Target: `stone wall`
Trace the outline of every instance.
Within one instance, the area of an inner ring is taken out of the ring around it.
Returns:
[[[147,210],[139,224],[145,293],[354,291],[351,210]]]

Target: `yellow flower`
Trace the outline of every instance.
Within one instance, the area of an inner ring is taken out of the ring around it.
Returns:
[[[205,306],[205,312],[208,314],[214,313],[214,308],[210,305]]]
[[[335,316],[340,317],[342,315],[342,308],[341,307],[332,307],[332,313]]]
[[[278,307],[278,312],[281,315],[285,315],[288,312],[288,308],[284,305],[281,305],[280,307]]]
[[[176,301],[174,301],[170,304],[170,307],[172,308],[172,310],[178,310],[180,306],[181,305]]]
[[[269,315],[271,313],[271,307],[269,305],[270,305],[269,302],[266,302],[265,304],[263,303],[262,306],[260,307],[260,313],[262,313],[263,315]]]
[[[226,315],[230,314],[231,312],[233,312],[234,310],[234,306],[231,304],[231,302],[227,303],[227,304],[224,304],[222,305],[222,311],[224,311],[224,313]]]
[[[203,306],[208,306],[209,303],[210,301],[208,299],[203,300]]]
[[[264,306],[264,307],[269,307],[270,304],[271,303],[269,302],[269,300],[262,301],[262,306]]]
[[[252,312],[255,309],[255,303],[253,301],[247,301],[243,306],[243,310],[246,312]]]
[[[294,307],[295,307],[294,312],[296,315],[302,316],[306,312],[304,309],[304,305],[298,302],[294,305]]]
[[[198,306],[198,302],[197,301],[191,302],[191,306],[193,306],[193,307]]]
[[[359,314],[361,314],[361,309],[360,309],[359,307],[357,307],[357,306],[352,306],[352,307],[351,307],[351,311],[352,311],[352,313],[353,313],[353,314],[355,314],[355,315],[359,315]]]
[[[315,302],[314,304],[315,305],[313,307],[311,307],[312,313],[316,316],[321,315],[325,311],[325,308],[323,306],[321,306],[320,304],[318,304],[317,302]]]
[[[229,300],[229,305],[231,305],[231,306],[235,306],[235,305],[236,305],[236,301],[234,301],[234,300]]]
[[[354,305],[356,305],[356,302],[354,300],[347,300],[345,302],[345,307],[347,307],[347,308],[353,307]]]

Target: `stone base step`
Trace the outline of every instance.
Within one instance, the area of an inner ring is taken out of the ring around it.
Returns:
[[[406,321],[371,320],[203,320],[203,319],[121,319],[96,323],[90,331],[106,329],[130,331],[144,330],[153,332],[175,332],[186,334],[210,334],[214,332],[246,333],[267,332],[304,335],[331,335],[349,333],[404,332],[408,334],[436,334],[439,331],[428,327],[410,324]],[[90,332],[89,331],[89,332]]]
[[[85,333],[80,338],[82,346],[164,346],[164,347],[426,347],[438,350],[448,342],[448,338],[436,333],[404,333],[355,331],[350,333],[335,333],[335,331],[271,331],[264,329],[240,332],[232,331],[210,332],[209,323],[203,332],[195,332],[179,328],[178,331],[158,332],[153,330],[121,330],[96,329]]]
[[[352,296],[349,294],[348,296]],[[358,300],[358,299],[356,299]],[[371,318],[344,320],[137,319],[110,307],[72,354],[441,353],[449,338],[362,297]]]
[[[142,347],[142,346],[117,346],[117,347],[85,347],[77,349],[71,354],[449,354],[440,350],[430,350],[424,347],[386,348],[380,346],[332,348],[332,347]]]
·····
Activity:
Would you copy each line of the data exactly as it appears above?

Answer section:
Target: `stone wall`
Trace the outline of every instance.
Within one instance, the area of an inner ring is taken out of the ring around it.
Returns:
[[[147,210],[139,224],[145,293],[354,291],[351,210]]]

Target: `yellow flower`
Trace the outline of every instance.
Within one instance, the area of an inner ring is taken out of the ring around it.
Returns:
[[[205,306],[205,312],[208,314],[214,313],[214,308],[210,305]]]
[[[335,316],[340,317],[342,315],[342,308],[341,307],[332,307],[332,313]]]
[[[278,307],[278,312],[281,315],[285,315],[288,312],[288,308],[284,305],[281,305],[280,307]]]
[[[176,301],[174,301],[170,304],[170,307],[172,308],[172,310],[178,310],[180,306],[181,305]]]
[[[269,315],[271,313],[271,307],[269,305],[270,305],[269,302],[266,302],[265,304],[263,303],[262,306],[260,307],[260,313],[262,313],[263,315]]]
[[[226,315],[230,314],[231,312],[233,312],[234,310],[234,306],[231,304],[231,302],[227,303],[227,304],[224,304],[222,305],[222,311],[224,311],[224,313]]]
[[[203,306],[208,306],[209,303],[210,301],[208,299],[203,300]]]
[[[264,306],[264,307],[269,307],[270,304],[271,303],[269,302],[269,300],[262,301],[262,306]]]
[[[252,312],[255,309],[255,303],[253,301],[247,301],[243,306],[243,310],[246,312]]]
[[[294,307],[295,307],[294,312],[296,315],[302,316],[306,312],[304,309],[304,305],[298,302],[294,305]]]
[[[198,306],[198,302],[197,301],[191,302],[191,306],[193,306],[193,307]]]
[[[359,314],[361,314],[361,309],[360,309],[359,307],[357,307],[357,306],[352,306],[352,307],[351,307],[351,311],[352,311],[352,313],[353,313],[353,314],[355,314],[355,315],[359,315]]]
[[[315,302],[314,304],[315,305],[313,307],[311,307],[312,313],[316,316],[321,315],[325,311],[325,308],[323,306],[321,306],[320,304],[318,304],[317,302]]]
[[[229,300],[229,305],[231,305],[231,306],[235,306],[235,305],[236,305],[236,301],[234,301],[234,300]]]
[[[354,305],[356,305],[356,302],[354,300],[347,300],[345,302],[345,307],[347,307],[347,308],[353,307]]]

Target: `stone base step`
Trace the outline of every instance.
Within one instance, the area of an inner ring is taken out of the ring around it.
Returns:
[[[406,321],[371,320],[203,320],[203,319],[121,319],[96,323],[90,331],[106,329],[130,331],[144,330],[153,332],[175,332],[186,334],[210,334],[214,332],[246,333],[267,332],[304,335],[331,335],[349,333],[404,332],[408,334],[436,334],[439,331],[428,327],[410,324]],[[90,332],[89,331],[89,332]]]
[[[85,333],[80,338],[82,346],[164,346],[164,347],[426,347],[438,350],[448,342],[448,338],[436,333],[404,333],[355,331],[350,333],[335,333],[335,331],[271,331],[264,329],[240,332],[232,331],[210,332],[209,323],[203,332],[195,332],[179,328],[178,331],[158,332],[153,330],[121,330],[96,329]]]
[[[352,296],[349,294],[348,296]],[[358,300],[358,299],[356,299]],[[371,318],[344,320],[137,319],[110,307],[72,354],[441,353],[449,338],[362,297]]]
[[[142,347],[142,346],[117,346],[117,347],[85,347],[77,349],[71,354],[449,354],[440,350],[430,350],[424,347],[386,348],[380,346],[332,348],[332,347]]]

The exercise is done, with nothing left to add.